• [TASK GOAL]
Collect every line in the records below that contains the word "instance". Case matters.

• [SUPPLIED DATA]
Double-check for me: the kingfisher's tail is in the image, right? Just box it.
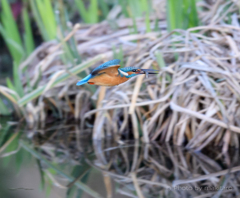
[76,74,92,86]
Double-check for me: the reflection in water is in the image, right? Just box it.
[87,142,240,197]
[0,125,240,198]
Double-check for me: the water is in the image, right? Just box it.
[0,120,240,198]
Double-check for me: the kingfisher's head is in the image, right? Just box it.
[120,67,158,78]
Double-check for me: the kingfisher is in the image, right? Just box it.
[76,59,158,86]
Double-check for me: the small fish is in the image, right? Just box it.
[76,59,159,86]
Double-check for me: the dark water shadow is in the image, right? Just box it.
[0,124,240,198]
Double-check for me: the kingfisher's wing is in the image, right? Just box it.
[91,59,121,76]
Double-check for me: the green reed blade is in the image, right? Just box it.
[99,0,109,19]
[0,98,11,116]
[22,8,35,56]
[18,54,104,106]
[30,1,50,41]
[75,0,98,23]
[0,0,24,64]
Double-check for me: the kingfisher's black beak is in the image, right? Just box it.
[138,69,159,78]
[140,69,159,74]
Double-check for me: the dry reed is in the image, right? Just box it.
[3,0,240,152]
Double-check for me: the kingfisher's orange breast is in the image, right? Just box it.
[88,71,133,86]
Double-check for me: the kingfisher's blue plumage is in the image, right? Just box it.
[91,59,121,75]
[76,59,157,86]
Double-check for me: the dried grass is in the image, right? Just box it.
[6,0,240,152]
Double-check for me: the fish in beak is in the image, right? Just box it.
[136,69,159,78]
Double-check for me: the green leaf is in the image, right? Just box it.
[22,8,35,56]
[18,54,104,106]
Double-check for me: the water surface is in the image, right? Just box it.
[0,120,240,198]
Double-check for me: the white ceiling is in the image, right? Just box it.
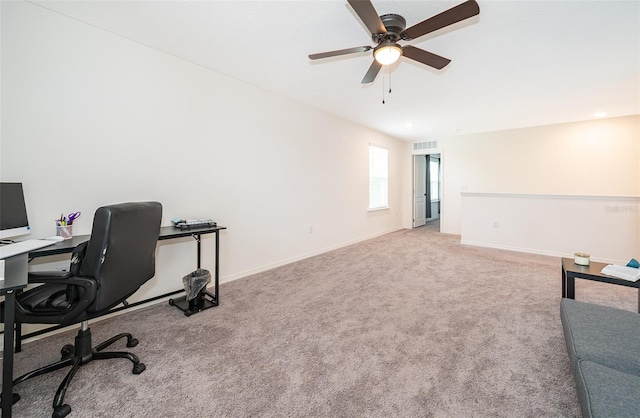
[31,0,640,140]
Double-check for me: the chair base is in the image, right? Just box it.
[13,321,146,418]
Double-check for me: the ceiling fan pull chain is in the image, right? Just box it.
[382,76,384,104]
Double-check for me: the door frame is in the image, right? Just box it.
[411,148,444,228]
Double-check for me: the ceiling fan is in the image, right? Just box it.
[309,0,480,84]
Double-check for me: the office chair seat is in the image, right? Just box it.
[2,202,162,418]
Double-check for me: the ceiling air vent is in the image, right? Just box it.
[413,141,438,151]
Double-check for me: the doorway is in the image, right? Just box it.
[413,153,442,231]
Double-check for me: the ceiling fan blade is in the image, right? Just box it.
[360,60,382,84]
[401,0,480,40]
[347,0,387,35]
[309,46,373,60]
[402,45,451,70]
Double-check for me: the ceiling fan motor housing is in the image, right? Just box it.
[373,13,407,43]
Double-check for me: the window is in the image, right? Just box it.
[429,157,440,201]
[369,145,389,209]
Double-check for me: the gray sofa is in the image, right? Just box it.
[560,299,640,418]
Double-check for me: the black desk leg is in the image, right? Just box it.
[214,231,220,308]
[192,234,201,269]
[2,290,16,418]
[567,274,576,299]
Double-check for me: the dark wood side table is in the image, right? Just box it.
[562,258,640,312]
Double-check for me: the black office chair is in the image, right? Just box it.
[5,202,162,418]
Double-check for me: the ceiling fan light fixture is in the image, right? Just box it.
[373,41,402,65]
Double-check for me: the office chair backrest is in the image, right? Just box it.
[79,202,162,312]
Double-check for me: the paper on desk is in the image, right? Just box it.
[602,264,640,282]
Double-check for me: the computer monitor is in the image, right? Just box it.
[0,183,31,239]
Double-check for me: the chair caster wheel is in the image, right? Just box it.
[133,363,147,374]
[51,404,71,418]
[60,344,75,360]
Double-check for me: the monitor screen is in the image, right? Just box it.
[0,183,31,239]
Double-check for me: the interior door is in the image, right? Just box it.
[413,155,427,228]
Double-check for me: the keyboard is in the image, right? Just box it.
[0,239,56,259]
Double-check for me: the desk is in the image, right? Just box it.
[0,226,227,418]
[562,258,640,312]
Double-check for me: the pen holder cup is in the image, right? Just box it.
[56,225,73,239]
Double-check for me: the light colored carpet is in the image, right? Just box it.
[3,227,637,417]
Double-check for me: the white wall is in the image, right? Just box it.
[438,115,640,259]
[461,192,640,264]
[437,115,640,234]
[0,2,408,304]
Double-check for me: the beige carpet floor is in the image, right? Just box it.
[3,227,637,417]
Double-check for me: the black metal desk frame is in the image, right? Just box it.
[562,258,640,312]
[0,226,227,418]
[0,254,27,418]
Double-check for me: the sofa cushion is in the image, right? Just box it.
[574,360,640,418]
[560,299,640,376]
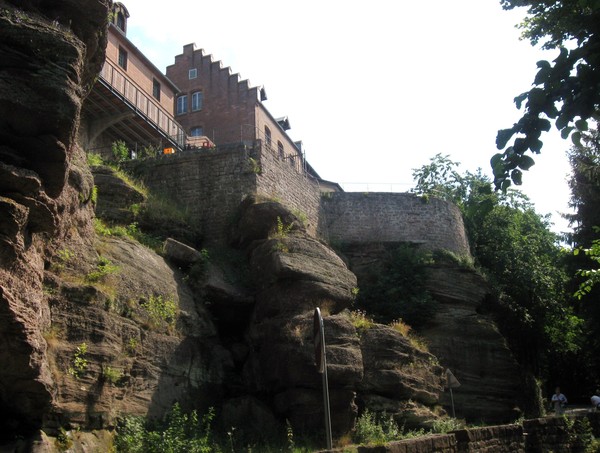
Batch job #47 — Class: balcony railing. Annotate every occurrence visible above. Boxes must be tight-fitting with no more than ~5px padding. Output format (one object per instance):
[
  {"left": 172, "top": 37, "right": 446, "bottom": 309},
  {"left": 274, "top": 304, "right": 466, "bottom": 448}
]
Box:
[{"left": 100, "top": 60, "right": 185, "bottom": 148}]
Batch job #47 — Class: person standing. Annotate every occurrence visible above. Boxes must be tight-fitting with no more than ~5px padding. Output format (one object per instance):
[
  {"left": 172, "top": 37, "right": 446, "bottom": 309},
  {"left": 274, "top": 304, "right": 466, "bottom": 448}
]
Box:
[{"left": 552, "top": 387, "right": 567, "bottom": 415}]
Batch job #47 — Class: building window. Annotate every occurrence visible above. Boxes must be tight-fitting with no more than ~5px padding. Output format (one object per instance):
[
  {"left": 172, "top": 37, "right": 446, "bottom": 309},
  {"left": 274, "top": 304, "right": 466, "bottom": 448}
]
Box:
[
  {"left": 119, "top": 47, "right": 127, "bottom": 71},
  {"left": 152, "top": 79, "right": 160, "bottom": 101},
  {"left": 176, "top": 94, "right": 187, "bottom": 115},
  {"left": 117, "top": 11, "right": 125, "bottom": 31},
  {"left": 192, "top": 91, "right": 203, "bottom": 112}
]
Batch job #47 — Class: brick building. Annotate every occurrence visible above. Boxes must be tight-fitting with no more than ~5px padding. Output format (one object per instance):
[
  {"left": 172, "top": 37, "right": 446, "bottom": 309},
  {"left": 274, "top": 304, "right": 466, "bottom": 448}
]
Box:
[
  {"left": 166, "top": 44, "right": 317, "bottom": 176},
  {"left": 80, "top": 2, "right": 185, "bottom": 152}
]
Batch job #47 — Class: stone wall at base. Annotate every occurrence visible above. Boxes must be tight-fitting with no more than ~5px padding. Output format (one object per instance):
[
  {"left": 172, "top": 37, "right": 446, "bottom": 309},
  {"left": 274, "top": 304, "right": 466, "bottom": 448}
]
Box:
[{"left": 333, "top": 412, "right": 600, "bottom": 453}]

• [RESULT FOR THIS EXERCISE]
Batch job #47 — Class: balcony railing. Annotate every occurrence visible above. Boxes must be tight-fitting with no more than ~5px padding. Output format (one object per instance):
Batch job #47 — Class: person standing. Annotate every occurrence visible above. Boxes must be tight-fitting with no more than ~5px padding. Output format (one object per instance):
Batch job #47 — Class: building window. Annotate every occurrence visible above. Boxes must be tight-fitting with no more than ~5px padding. Output format (one object per instance):
Batch job #47 — Class: brick building. Annotate every occurrence visible above. Boxes must be tight-fitting with no more than ~5px padding. Output format (one object per instance):
Batch job #47 — Class: stone wall at base. Annotate every occurrence visible above. Boxes must be tight-fitting with no more than ~5px padding. Output format (one object per instance):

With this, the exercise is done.